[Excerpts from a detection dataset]
☆ ☆ ☆ ☆
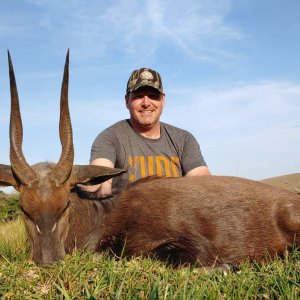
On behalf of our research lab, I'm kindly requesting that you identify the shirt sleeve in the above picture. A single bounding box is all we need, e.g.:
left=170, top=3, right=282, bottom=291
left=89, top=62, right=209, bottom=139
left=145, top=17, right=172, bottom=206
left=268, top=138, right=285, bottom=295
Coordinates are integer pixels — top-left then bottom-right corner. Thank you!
left=90, top=129, right=118, bottom=164
left=181, top=131, right=206, bottom=175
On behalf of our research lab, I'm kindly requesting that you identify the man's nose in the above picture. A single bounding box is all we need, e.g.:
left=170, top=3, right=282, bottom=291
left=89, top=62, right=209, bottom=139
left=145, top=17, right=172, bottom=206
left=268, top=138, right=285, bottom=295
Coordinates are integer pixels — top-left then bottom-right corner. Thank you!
left=142, top=95, right=151, bottom=106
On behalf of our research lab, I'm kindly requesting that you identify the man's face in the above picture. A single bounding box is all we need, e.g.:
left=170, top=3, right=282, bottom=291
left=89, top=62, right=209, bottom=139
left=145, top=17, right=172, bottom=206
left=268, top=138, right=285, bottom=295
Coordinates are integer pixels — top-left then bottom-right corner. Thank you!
left=126, top=87, right=165, bottom=128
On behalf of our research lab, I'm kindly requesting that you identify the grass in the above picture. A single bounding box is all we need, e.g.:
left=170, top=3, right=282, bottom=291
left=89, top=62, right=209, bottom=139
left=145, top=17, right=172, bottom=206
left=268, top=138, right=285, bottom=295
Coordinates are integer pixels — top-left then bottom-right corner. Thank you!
left=0, top=195, right=300, bottom=300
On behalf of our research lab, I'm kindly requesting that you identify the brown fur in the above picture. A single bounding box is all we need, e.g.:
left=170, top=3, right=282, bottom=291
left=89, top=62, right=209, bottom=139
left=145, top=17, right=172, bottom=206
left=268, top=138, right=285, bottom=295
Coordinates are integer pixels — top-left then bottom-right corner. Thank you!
left=0, top=53, right=300, bottom=266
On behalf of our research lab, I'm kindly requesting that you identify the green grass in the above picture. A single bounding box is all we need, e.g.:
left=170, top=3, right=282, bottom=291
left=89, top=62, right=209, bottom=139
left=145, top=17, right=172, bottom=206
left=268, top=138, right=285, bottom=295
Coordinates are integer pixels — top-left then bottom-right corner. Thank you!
left=0, top=196, right=300, bottom=299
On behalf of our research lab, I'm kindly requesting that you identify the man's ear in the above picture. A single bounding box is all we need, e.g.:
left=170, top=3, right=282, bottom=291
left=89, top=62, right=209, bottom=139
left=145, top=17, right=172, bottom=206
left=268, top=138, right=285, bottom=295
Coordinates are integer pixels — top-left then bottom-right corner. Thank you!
left=0, top=164, right=19, bottom=190
left=70, top=165, right=126, bottom=188
left=161, top=94, right=166, bottom=107
left=125, top=94, right=129, bottom=109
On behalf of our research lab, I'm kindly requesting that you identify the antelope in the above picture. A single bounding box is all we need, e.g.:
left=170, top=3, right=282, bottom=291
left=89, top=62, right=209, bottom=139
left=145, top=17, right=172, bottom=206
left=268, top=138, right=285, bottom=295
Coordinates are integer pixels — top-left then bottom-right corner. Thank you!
left=0, top=51, right=300, bottom=267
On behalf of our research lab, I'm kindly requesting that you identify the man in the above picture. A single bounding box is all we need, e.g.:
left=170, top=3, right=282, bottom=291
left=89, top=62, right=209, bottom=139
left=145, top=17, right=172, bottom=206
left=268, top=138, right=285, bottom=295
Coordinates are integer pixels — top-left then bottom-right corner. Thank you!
left=87, top=68, right=210, bottom=196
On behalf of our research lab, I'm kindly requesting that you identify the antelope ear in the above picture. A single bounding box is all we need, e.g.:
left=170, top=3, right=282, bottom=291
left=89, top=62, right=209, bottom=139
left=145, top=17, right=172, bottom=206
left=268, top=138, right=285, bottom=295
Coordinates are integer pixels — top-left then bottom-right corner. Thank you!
left=70, top=165, right=126, bottom=187
left=0, top=164, right=19, bottom=190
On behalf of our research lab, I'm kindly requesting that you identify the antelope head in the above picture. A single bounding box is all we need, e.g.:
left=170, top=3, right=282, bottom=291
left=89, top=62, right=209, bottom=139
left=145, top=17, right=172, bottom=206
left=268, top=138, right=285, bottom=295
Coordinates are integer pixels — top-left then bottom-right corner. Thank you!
left=0, top=50, right=124, bottom=264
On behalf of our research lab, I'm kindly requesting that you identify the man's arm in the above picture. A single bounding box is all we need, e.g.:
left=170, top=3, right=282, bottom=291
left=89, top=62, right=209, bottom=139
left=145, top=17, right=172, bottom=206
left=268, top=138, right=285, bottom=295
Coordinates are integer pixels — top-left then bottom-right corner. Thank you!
left=185, top=166, right=211, bottom=176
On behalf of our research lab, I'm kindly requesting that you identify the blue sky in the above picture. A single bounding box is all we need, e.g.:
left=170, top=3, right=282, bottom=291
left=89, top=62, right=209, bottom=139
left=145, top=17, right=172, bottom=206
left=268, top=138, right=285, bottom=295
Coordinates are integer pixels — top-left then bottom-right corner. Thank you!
left=0, top=0, right=300, bottom=185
☆ ☆ ☆ ☆
## AIM
Rewrite the records from the line containing "identify the green" through the line containing "left=0, top=196, right=300, bottom=299", with "research lab" changed to "research team" and nothing else altered.

## WORKED SOLUTION
On behalf of our research team, I'm kindly requesting that you identify the green grass in the above picture. A single bounding box is all we need, e.g.:
left=170, top=3, right=282, bottom=291
left=89, top=62, right=209, bottom=139
left=145, top=17, right=172, bottom=206
left=268, top=138, right=285, bottom=295
Coordinates are integer pixels — top-left then bottom-right corner. Thank you!
left=0, top=196, right=300, bottom=299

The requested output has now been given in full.